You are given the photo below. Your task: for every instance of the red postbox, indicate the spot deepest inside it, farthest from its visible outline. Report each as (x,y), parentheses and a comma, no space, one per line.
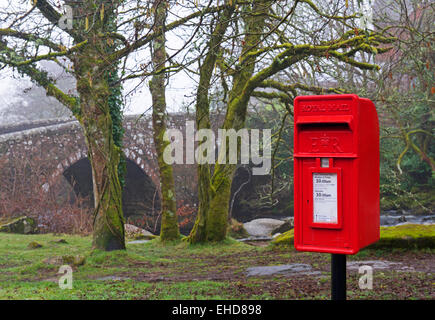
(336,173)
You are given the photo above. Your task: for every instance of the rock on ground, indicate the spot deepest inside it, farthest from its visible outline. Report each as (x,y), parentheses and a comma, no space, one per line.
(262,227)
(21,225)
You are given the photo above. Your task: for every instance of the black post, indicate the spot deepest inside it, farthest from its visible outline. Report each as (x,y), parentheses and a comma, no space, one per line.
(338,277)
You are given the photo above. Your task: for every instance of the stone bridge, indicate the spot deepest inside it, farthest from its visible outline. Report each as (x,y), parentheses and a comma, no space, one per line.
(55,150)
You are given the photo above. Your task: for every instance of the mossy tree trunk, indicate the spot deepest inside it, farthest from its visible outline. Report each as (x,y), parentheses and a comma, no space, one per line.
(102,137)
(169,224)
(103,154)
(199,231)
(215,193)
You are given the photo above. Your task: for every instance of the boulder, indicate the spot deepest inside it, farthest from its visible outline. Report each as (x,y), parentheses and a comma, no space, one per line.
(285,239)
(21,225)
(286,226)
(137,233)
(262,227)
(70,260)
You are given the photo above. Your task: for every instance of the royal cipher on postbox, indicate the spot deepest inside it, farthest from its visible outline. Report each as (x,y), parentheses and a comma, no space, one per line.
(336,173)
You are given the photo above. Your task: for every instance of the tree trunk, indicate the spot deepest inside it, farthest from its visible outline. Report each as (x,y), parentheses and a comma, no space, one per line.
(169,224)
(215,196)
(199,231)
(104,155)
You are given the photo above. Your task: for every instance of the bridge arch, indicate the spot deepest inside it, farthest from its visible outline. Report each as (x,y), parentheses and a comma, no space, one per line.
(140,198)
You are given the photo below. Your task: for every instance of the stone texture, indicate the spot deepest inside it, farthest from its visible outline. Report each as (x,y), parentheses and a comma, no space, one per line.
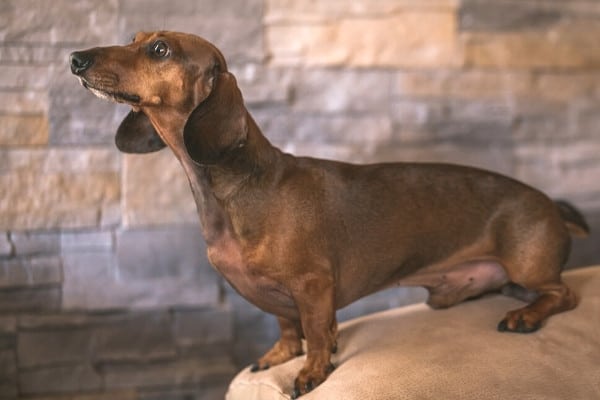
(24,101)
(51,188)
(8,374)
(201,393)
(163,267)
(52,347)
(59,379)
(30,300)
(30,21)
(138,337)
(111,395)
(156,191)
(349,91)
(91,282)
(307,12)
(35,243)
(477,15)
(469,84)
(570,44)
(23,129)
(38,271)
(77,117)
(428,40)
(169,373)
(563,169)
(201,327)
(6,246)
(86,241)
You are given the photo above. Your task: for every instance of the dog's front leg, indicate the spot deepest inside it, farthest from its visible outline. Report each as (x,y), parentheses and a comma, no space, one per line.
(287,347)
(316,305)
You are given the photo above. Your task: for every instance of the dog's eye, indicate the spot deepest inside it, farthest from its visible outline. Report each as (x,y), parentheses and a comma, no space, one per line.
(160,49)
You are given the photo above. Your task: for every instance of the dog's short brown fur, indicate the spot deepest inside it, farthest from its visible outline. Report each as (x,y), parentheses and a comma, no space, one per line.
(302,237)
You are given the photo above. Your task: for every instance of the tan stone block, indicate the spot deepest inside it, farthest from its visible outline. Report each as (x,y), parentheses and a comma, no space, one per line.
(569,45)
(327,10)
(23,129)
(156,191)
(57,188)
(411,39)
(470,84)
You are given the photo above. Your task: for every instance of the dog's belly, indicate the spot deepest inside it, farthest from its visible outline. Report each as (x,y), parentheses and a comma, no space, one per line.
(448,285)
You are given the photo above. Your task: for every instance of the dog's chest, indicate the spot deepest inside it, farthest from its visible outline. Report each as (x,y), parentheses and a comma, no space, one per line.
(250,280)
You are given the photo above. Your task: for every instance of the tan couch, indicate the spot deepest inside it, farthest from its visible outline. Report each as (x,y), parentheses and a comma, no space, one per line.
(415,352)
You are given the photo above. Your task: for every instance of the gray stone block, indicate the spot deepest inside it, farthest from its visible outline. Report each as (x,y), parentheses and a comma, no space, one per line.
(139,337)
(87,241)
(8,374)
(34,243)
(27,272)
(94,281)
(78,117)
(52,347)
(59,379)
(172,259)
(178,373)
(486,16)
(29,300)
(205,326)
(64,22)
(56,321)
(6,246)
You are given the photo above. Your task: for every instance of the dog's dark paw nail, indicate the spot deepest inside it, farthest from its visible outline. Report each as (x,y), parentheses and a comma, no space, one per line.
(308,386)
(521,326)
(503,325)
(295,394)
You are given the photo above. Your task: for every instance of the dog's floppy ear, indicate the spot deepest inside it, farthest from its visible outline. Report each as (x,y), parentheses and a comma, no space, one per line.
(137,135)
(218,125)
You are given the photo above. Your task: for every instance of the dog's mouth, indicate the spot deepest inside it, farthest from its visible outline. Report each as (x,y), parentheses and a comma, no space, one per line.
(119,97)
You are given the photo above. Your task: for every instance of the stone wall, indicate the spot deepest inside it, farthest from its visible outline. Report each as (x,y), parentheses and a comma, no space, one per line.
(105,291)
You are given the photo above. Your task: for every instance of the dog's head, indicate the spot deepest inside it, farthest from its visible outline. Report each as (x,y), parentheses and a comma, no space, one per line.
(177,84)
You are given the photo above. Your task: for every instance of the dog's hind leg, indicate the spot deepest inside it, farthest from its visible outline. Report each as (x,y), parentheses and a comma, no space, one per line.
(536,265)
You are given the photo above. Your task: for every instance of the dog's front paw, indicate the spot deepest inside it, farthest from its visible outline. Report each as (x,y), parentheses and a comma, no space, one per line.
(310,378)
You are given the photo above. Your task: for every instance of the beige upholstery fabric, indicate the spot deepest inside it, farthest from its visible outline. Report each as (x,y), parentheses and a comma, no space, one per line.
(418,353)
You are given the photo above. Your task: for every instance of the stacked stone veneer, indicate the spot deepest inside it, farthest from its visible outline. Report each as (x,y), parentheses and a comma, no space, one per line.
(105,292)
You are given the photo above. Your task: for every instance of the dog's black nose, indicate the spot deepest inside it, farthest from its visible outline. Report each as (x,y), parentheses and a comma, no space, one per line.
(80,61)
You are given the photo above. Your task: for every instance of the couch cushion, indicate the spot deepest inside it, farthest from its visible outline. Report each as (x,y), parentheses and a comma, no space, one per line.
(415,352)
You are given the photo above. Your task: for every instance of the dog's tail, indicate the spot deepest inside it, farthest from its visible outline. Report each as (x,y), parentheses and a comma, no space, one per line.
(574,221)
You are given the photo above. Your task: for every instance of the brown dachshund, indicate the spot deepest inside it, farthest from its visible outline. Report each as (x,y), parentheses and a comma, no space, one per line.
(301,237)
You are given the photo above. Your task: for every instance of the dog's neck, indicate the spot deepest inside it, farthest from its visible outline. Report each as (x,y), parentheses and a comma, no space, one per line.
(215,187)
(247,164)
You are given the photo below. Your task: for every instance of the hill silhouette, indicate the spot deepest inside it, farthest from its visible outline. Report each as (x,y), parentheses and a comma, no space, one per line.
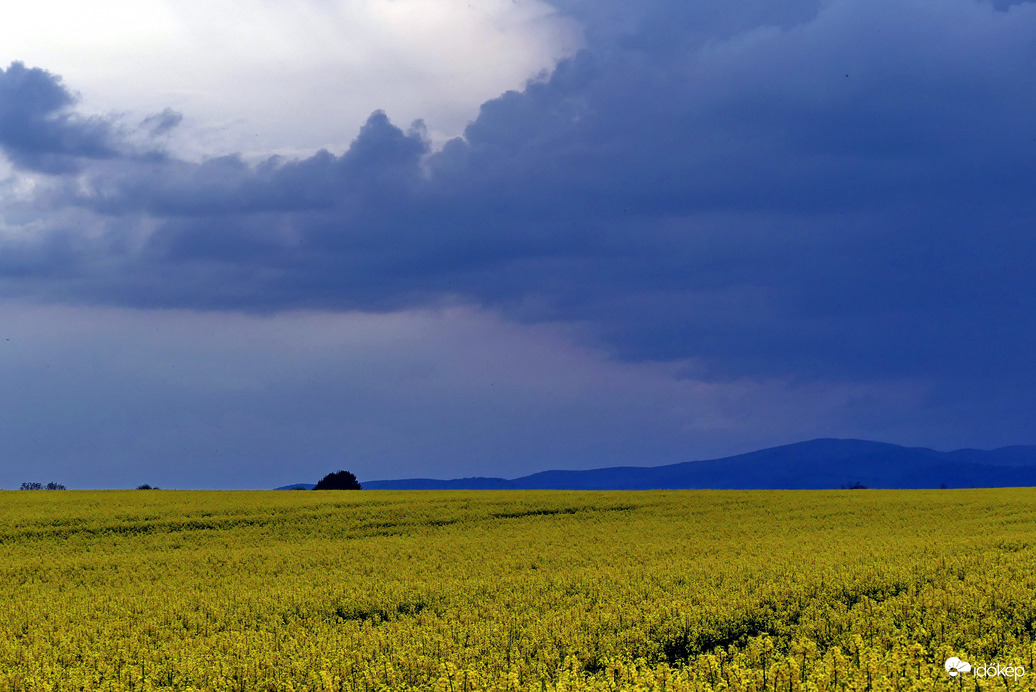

### [What you have to do]
Copy each line exactly, and leave the pictures out of your copy.

### [Result of the exercise]
You are given the photo below. Your task: for every instance of the red postbox, indicate the spot deepest inside it, farthest from its visible outline. Report each as (x,y), parentheses and a comma, no space, one per line.
(336,173)
You are given the photo above. Your task: for every instance of the rock on ground, indicate the spot deepest inside it, farthest from its visible outline. Report each as (x,y), parentheses and a comma, no space, one per line.
(262,227)
(21,225)
You are given the photo above. Your task: for every instance of the black post, indicate the spot deepest inside it, farthest from its visible outline. Report each as (x,y), parentheses and a comma, no space, one per line.
(338,277)
You are given the photo above. Your task: for every instance of the stone bridge, indicate the spot deepest inside it, farthest from its visible outline. Report each as (x,y), parentheses and a comma, no space, one per line.
(55,150)
You are given the photo above. Your task: for every instance of the mossy tree trunk, indicate the spot deepest inside it, farthest from its visible outline. Report each as (x,y), parentheses and a comma, no space, one per line.
(102,137)
(169,224)
(103,154)
(199,231)
(215,193)
You are given the photo above. Your task: for every instance of the boulder, indicate the spot deepest inside it, farthest from its visible outline. Report each as (x,y), parentheses and a comma, no space, one per line.
(285,239)
(21,225)
(286,226)
(137,233)
(262,227)
(70,260)
You are given the photo above. Your task: for every instance of the royal cipher on postbox, indicate the spot deepest inside it, farthest from its visible outline. Report each as (x,y), parentheses and a comma, no space, one per line.
(336,173)
You are given the photo above. Your task: for every instance of the tree trunk, indicate the spot deepest inside it, farthest from its visible outline. Report each as (x,y), parentheses and a comma, no space, one per line.
(169,224)
(215,196)
(199,231)
(104,155)
You are given the photo above. Your task: for every instance of the bridge arch, indicate the spot deepest inside it, farthest from its visible outline. Report each as (x,y), parentheses and a comma, no space, one per line.
(140,198)
You are given the photo below. Your task: for every instance of the stone texture, indicate the spot deepest inside it, farthest from its visible outline. Report each as (x,y), parentheses and a comma, no space, one per line.
(24,101)
(51,188)
(8,374)
(201,393)
(163,267)
(52,347)
(59,379)
(30,300)
(30,21)
(138,337)
(111,395)
(156,191)
(349,91)
(91,282)
(307,12)
(35,243)
(477,15)
(469,84)
(570,44)
(23,129)
(38,271)
(77,117)
(428,40)
(169,373)
(563,169)
(201,327)
(6,246)
(86,241)
You are given the photo above. Your task: for every instance of the dog's front leg, indicate the spot deepest inside it, farthest from its visible outline. Report each as (x,y), parentheses and a comma, no space, one per line.
(287,347)
(316,305)
You are given the photo above. Your task: for every instance of the dog's eye, indicate the spot deepest inside it, farthest from its visible outline. Report each as (x,y), parentheses and a comma, no space, one per line.
(160,49)
You are given the photo above. Your task: for every instance of the dog's short brown fur, indicate the spot deepest inside it, farthest from its visible outline. Report each as (x,y), parentheses and a comma, no space, one per line.
(302,237)
You are given the photo above. Your task: for every instance of the tan stone block, indicate the spot deepest inside it, farthest from its visible outline. Report each as (x,y), parentheses and a comma, no space, one per line.
(569,45)
(327,10)
(23,129)
(156,191)
(57,188)
(411,39)
(470,84)
You are given the photo above. Your task: for every instance of the dog's belly, indicate the spot deepest inside it, farthest from its visible outline. Report each as (x,y), parentheses and a comma, no space, one per line.
(448,285)
You are given the photo above. Your task: for every instance of the dog's chest, indicate the spot deepest inside it, farthest from its visible outline. Report each as (x,y), parentheses and a comma, no space, one per line.
(250,280)
You are given the photo above. Your task: for every instance of the tan couch, indicate the spot deepest inside it, farthest from its visible outline. Report each as (x,y), parentheses and a comma, no space, one per line.
(415,352)
You are given the photo above. Your task: for every instance of the gray stone block, indicate the spot deepest inside it, farthest from its visible outline. Report each as (x,y), parentheses and a comma, no space, one per line.
(139,337)
(87,241)
(8,374)
(34,243)
(27,272)
(94,281)
(78,117)
(52,347)
(59,379)
(172,259)
(178,373)
(486,16)
(29,300)
(205,326)
(64,22)
(56,321)
(6,246)
You are given the photo above. Your task: for every instance of the dog's dark paw nail, indicate the spot deepest inside it, farthest from its visible outline. Report each as (x,y), parentheses and a comma, no space, one per line.
(308,386)
(521,326)
(503,325)
(295,394)
You are given the photo above. Your task: for every instance of the dog's floppy ear, indicate the spot deepest inside it, farthest from its visible outline. Report each as (x,y), parentheses and a comma, no space, one per line.
(137,135)
(218,125)
You are given the photo above. Your task: for every instance of the dog's mouth, indicate the spot deepest inside it, farthest from its visible outline. Report each as (x,y), parentheses and a comma, no space, one per line.
(119,97)
You are given the photo above. Your task: for every instance of the stone wall, indicate the spot deepest inside it, farthest from its visible outline. Report each as (x,y), parentheses and a comma, no space, one per line.
(105,291)
You are given the photo above. Your task: for every instance of the dog's head, indicate the spot deepest inside it, farthest from its visible outline. Report each as (x,y), parentheses and a comma, no space, one per line.
(177,84)
You are given the photo above. Your task: for every instance of the dog's hind leg, indicate the spot deepest inside it, farthest from its visible outline. Report each as (x,y), parentheses and a comma, no space, one per line.
(536,265)
You are given the photo above. Your task: for every instance of the dog's front paw, indicate the spot deepest inside it, farthest from its visible outline. Report each as (x,y), parentheses and a comma, no space, one per line.
(310,378)
You are given the photo above. Your task: for every instance of the beige upholstery fabric, indicate the spot deepest inside it, farthest from its visible outline. Report each as (x,y), parentheses and a comma, no space, one per line.
(418,353)
You are given the photo above. Your task: for every instance of the stacked stone veneer, indicate the spot deepest inside it, farthest from its visible outline. Report each as (x,y), parentheses and a comma, no space, one per line.
(105,292)
You are given the photo above. Your task: for every instance of the dog's black nose, indicate the spot deepest inside it, farthest from its visible outline. Report each as (x,y), parentheses and a comma, no space, one per line.
(80,61)
You are given the photo above. Your task: for every instance of the couch cushion, indicate the spot deepest inside it, farthest from its visible outline. Report each as (x,y), parentheses and a comma, no space, one per line.
(415,352)
You are given the photo above. Your task: for every instance of the dog's tail, indicate the spot deepest inside it, farthest from its visible outline. Report each as (x,y), parentheses and a comma, no space, one per line.
(574,221)
You are given the photo above. Your task: for every instance of the brown dachshund, indicate the spot deepest inside it, farthest from its visible outline. Report each as (x,y), parentheses and a comma, no space, one per line.
(301,237)
You are given the photo above. Your task: for every instance of the dog's neck, indicate the spot deepest inside it, farthest from its visible outline. Report each as (x,y), parentheses and a comma, no space, one per line.
(215,187)
(247,164)
You are given the photo below. Your task: for every instance of the hill silhouette, indicate the spot deepest inside it, farthest from its visible outline. Report each as (x,y), parentheses and a comma, no space, one per line.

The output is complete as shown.